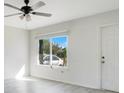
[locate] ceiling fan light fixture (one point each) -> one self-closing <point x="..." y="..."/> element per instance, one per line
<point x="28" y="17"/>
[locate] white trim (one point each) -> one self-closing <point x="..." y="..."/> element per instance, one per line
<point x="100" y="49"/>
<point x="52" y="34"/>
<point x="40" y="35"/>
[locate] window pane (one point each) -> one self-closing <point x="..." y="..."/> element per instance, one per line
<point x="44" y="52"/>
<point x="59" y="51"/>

========

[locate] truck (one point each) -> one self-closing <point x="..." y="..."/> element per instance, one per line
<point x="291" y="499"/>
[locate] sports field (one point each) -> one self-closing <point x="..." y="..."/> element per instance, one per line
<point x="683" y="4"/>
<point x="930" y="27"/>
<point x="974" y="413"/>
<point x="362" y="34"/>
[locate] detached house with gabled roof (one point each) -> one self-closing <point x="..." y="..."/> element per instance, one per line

========

Please, from the material above, copy only the lines from the line with "[locate] sports field" up to and including the line with "[locate] detached house", exactly as written.

[locate] sports field (one point each) -> one self-closing <point x="..." y="..."/> element per instance, one per line
<point x="683" y="4"/>
<point x="930" y="27"/>
<point x="974" y="413"/>
<point x="362" y="34"/>
[locate] detached house with gabled roof (one point each) -> one self-closing <point x="..." y="..."/> element per instance, one per line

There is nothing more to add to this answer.